Task goal: Update the data that follows by changing each "Kindly provide" to "Please give", with every other part unchanged. Omit the pictures from your output.

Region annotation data

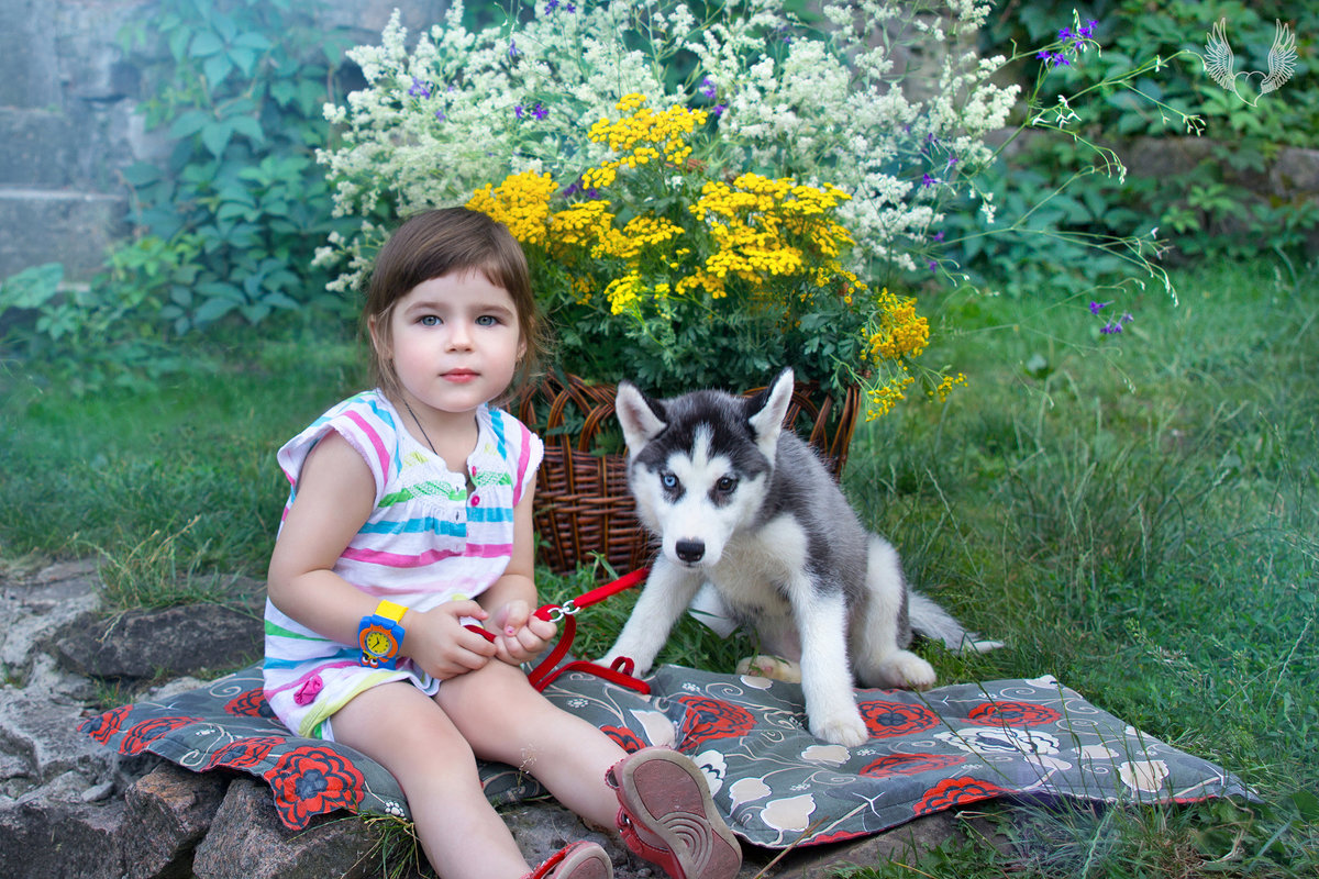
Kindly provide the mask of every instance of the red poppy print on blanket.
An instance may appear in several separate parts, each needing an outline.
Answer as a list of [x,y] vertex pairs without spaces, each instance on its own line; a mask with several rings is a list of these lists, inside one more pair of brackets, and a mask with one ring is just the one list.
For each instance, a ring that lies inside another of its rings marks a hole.
[[716,738],[745,735],[756,726],[756,718],[741,705],[724,702],[708,696],[677,696],[687,708],[683,722],[683,747],[694,747]]
[[113,710],[108,710],[104,714],[98,714],[96,717],[88,718],[78,726],[79,730],[87,733],[94,739],[102,745],[109,745],[109,739],[115,738],[120,727],[124,725],[124,718],[132,713],[132,705],[120,705]]
[[939,725],[939,716],[923,705],[873,700],[856,706],[871,738],[892,738],[923,733]]
[[981,781],[980,779],[943,779],[917,801],[913,812],[915,814],[931,814],[951,809],[956,805],[976,803],[979,800],[992,800],[996,796],[1012,793],[997,784]]
[[966,763],[959,754],[889,754],[860,770],[860,775],[882,779],[890,775],[915,775]]
[[972,708],[967,720],[977,726],[1042,726],[1057,723],[1062,713],[1049,705],[1030,702],[984,702]]

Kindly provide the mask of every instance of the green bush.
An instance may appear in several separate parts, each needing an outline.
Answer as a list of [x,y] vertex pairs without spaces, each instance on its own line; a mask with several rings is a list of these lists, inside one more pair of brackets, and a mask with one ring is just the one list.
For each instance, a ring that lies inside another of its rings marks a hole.
[[[984,40],[1038,43],[1068,26],[1072,8],[1054,0],[1000,5]],[[1095,260],[1083,244],[1121,236],[1174,260],[1272,252],[1294,265],[1319,227],[1319,206],[1304,194],[1265,196],[1244,184],[1281,148],[1311,146],[1319,130],[1319,82],[1311,75],[1319,12],[1302,5],[1289,12],[1294,17],[1286,24],[1297,38],[1294,75],[1275,92],[1260,95],[1260,76],[1244,74],[1269,70],[1277,25],[1242,3],[1099,0],[1079,8],[1080,20],[1096,21],[1103,50],[1050,71],[1039,103],[1050,107],[1059,95],[1096,88],[1100,100],[1066,108],[1076,113],[1072,127],[1088,140],[1167,138],[1166,149],[1194,148],[1196,158],[1174,174],[1144,175],[1130,167],[1125,175],[1112,175],[1079,161],[1083,156],[1070,144],[1031,140],[1000,163],[991,186],[1002,206],[1000,225],[1020,223],[1039,235],[991,237],[993,227],[966,211],[952,219],[954,232],[967,239],[964,265],[981,277],[1012,277],[1016,289],[1074,287],[1103,277],[1124,256]],[[1207,33],[1220,18],[1240,74],[1236,94],[1219,86],[1203,63]],[[1138,76],[1134,90],[1101,86],[1151,55],[1162,63]],[[1198,120],[1187,124],[1187,116]],[[1178,144],[1195,134],[1206,142]],[[1064,191],[1051,195],[1055,182],[1068,177]]]
[[137,237],[112,258],[111,291],[148,290],[174,332],[338,307],[311,261],[336,228],[315,150],[347,42],[291,0],[162,0],[149,25],[121,40],[168,47],[144,109],[174,150],[165,167],[124,170]]

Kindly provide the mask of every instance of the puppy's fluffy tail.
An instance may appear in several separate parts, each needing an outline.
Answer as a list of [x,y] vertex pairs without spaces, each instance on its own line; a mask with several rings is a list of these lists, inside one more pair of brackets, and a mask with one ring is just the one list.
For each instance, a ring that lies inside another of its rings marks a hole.
[[907,593],[907,615],[911,619],[911,629],[926,638],[942,640],[954,652],[985,654],[1002,647],[1001,640],[987,640],[973,631],[967,631],[952,614],[918,592]]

Exercise response:
Please give the mask of every instance of the red poppy print on blanket.
An instance may appear in several separate parts, each needing an outline.
Answer as a list of [x,y] vertex pairs without spaces, each instance on its own line; a mask with several rings is a list of these lists, inside one more pair of brackets, and a mask with one ring is just the one list.
For each instance, a ring that lies inside another of its rings marks a hole.
[[716,738],[745,735],[756,726],[756,718],[741,705],[724,702],[708,696],[677,696],[687,708],[683,722],[683,747],[694,747]]
[[113,710],[108,710],[104,714],[98,714],[96,717],[88,718],[78,726],[79,730],[87,733],[94,739],[102,745],[109,745],[109,739],[115,738],[120,727],[124,725],[124,718],[132,713],[132,705],[120,705]]
[[939,725],[939,716],[923,705],[873,700],[856,706],[871,738],[892,738],[923,733]]
[[981,781],[980,779],[943,779],[917,801],[913,812],[915,814],[931,814],[951,809],[956,805],[976,803],[979,800],[992,800],[996,796],[1012,793],[997,784]]
[[966,763],[959,754],[889,754],[860,770],[860,775],[882,779],[890,775],[915,775]]
[[972,708],[967,720],[977,726],[1042,726],[1057,723],[1062,713],[1049,705],[1030,702],[984,702]]

Please give the mask of every instance of the green bush.
An instance may appear in several separate parts, each needing an outline.
Answer as a list of [x,y] vertex pairs without spaces, each instance on its own line; a mask with several rings is a list of these lists, inside one more pair of brackets, and a mask with one ring is just the one list.
For each instance, a ring that lies inside another of its rings marks a hole.
[[[984,40],[1038,43],[1068,26],[1072,8],[1054,0],[1000,5]],[[1095,260],[1083,244],[1121,236],[1174,260],[1272,252],[1294,265],[1319,227],[1319,206],[1304,194],[1265,196],[1244,184],[1281,148],[1311,146],[1319,130],[1319,82],[1311,75],[1319,12],[1302,5],[1289,12],[1294,17],[1286,24],[1297,38],[1294,75],[1275,92],[1260,95],[1260,76],[1244,74],[1269,70],[1277,25],[1242,3],[1099,0],[1079,8],[1080,20],[1096,21],[1103,50],[1050,71],[1039,103],[1050,107],[1059,95],[1096,88],[1100,100],[1066,108],[1076,113],[1072,127],[1088,140],[1167,138],[1166,149],[1194,148],[1196,158],[1174,174],[1144,175],[1130,167],[1125,175],[1112,175],[1079,161],[1083,156],[1070,144],[1031,140],[1000,163],[991,186],[1002,206],[1000,225],[1020,223],[1039,235],[991,237],[993,227],[966,211],[952,219],[954,232],[967,239],[964,265],[981,277],[1012,277],[1016,289],[1074,287],[1103,277],[1124,256]],[[1207,33],[1220,18],[1240,74],[1236,94],[1219,86],[1203,63]],[[1138,76],[1134,90],[1101,86],[1151,55],[1162,63]],[[1198,120],[1187,124],[1187,116]],[[1178,144],[1195,134],[1206,142]],[[1064,191],[1051,195],[1055,182],[1068,177]]]
[[137,237],[112,258],[111,291],[148,290],[174,332],[338,307],[311,261],[336,228],[315,150],[347,42],[291,0],[162,0],[149,25],[121,40],[168,47],[144,109],[174,150],[165,167],[124,170]]

Please give the mask of every instance of the puppy's fluffy tail.
An instance may appear in several separate parts, each needing an outline.
Answer as a list of [x,y] vertex pairs without spaces, each instance on its own line; a mask with several rings is a list of these lists, inside one more pair of brackets, and a mask with one ring is just the one list.
For each instance, a ring that lies inside another of its rings marks a hole.
[[907,593],[907,615],[911,619],[911,629],[926,638],[942,640],[954,652],[985,654],[1002,647],[1001,640],[987,640],[973,631],[967,631],[952,614],[918,592]]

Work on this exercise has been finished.